◆ Что требуется
Ответьте, пожалуйста, на вопросы по отрывку воспоминаний, пометив ответы так же:
(a) Какое слово прозвучало вслед гимназисткам?
(b) Какая дата указана в отрывке?
(c) Кем, согласно последнему предложению отрывка, населилась темнота?

И, вознегодовавши, я воскликнул: «Жили-жили – вдруг хлоп! Явился этот…» Эти слова со смехом повторяли и отец и мать много раз. Даже когда я стал совсем взрослым, их вспоминали в семье. Судя по этим словам, я довольно отчетливо понял, что дело в новом Шварце, а не в том, что я стал хуже. Но я так верил взрослым, в особенности матери, что невольное раздражение, с которым иногда она теперь говорила со мною, я стал приписывать своим личным качествам. Если мама говорила худо о наших знакомых, то они, как я неоднократно писал, делались в моих глазах как бы уцененными, бракованными, тускнели. И ни разу я не усомнился в справедливости маминых приговоров. Не усомнился я в них и тогда, когда коснулись они меня самого. Однажды я сидел за калиткой, на земле. Был ясный осенний день. Гимназистки, взрослые уже девушки, шли после уроков домой. Увидев меня, одна из них сказала: «Смотрите, какой хорошенький мальчик! Я бы его нарисовала». Я было обрадовался – и тотчас же вспомнил, что девушка говорит обо мне так ласково только потому, что не знает, какой я теперь неважный человек. И с грубостью, бессмысленной и удивлявшей меня самого, но все чаще и чаще просыпавшейся во мне в те дни, я крикнул вслед девушкам: «Дуры!» По старой привычке я побежал и рассказал все маме, и она побранила меня. Но я не мог объяснить ей, почему я выругал бедных гимназисток. Я, до сих пор окруженный, как футляром, маминой любовью и заботой, стал чувствовать неясно и бессознательно пустоту, страх одиночества и холод. В те дни стали определяться душевные свойства, которые сохранил я до сих пор. Неуверенность в себе и страх одиночества. К этому следует прибавить вытекающее отсюда желание нравиться. Мне страстно хотелось, чтобы я стал нравиться маме, как и в те дни, когда еще не явился «этот». Я всеми силами старался вернуть потерянный рай и, чувствуя, что это не удается бессмысленно грубил, бунтовал и суетился.

2 октября

Я стал много читать. Пустота, образовавшаяся вокруг меня, требовала заполнения. Я не мог, не научился жить один, и если не было книжек, то очень скучал. Очевидно, в течение всей зимы шел во мне какой-то процесс, требовавший много сил и не осознанный мною. Поэтому я не помню ни внешних событий, ни внутренних. В этот период моей жизни боязнь темноты усилилась. Темнота населилась живыми существами, крайне страшными.

Извлечённые строки данных:
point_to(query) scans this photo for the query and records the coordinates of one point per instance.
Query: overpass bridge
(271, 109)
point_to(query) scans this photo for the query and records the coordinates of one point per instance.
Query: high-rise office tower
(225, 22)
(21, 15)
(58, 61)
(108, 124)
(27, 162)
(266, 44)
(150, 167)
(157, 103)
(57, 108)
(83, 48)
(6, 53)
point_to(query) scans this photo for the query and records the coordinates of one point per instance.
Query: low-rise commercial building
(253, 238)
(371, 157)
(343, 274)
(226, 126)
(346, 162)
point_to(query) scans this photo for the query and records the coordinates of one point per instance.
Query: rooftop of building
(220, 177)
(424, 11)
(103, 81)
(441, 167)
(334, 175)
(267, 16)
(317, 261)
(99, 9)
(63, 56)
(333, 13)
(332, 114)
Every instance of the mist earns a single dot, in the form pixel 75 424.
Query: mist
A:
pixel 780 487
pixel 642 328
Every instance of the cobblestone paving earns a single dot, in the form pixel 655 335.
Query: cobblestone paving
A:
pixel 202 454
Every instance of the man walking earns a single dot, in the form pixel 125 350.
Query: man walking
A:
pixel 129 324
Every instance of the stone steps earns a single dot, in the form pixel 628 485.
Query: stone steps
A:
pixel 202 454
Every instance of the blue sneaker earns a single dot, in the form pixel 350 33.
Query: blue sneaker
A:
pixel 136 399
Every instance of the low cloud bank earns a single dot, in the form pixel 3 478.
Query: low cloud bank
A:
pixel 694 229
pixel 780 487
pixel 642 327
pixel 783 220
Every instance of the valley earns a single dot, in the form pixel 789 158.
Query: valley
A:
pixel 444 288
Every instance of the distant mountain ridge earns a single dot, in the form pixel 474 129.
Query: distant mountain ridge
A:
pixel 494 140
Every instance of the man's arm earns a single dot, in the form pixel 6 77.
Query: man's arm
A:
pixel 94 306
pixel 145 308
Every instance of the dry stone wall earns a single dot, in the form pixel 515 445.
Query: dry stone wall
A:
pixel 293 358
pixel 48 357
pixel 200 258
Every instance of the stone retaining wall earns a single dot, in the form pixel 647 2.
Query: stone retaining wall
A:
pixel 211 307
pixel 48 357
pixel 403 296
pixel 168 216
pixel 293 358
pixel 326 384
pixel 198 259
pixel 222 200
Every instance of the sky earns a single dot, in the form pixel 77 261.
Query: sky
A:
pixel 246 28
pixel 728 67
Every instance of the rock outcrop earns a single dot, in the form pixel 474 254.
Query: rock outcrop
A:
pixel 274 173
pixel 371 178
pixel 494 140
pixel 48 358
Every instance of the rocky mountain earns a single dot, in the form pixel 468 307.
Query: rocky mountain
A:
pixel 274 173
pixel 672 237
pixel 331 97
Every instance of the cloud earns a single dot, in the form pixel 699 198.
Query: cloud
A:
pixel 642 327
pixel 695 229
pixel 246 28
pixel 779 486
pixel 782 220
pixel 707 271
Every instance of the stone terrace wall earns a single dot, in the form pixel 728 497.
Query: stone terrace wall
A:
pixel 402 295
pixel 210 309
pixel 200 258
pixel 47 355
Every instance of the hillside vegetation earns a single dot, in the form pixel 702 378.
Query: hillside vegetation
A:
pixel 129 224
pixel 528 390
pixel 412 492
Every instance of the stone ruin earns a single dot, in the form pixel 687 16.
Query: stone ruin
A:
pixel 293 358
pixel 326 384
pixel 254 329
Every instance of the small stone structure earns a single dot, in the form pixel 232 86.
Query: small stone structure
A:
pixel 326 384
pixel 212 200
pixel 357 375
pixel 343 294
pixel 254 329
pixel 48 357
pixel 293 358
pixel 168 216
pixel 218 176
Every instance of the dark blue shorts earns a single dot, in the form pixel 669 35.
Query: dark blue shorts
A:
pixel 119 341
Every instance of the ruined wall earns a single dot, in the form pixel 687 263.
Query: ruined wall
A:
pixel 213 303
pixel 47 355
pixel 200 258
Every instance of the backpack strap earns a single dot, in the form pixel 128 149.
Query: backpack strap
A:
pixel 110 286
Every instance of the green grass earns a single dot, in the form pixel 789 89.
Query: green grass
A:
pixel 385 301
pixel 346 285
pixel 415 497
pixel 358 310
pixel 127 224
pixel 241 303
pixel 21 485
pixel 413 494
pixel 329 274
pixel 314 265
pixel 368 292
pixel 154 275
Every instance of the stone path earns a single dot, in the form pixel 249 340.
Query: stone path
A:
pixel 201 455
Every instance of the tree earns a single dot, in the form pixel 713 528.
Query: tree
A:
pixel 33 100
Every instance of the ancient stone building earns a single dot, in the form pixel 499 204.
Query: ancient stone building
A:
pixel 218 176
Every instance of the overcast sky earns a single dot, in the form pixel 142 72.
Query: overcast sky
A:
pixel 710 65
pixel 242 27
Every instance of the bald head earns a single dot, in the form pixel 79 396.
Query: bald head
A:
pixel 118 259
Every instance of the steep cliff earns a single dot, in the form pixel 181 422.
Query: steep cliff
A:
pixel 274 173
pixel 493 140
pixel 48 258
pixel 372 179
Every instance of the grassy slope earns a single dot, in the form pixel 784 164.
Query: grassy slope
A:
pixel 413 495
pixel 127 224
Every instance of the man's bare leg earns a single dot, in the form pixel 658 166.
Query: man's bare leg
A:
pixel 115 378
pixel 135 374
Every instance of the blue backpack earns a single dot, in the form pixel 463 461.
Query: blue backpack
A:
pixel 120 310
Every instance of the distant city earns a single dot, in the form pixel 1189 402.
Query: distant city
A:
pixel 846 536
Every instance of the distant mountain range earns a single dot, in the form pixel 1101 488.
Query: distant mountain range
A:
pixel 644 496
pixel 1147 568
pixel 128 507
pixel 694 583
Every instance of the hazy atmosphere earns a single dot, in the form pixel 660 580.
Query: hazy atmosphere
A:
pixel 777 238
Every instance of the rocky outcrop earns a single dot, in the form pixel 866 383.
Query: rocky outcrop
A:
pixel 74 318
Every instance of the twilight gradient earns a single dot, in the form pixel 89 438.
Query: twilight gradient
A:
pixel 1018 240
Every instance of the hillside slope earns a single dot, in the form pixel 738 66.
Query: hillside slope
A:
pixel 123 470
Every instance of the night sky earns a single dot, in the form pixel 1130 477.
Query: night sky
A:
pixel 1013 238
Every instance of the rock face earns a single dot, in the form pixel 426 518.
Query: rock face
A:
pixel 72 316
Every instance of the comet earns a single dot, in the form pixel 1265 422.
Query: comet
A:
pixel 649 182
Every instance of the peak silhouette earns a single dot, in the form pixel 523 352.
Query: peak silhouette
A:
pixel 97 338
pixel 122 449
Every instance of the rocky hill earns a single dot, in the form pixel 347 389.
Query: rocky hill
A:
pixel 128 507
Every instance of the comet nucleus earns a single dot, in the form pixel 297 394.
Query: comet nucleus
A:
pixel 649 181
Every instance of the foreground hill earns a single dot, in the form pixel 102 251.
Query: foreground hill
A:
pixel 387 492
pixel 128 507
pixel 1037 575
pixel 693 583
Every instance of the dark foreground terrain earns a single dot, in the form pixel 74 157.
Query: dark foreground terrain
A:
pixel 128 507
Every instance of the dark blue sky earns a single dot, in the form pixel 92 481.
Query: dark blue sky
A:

◆ Ваш ответ
(a) «Дуры!»
(b) 2 октября
(c) Живыми существами, крайне страшными.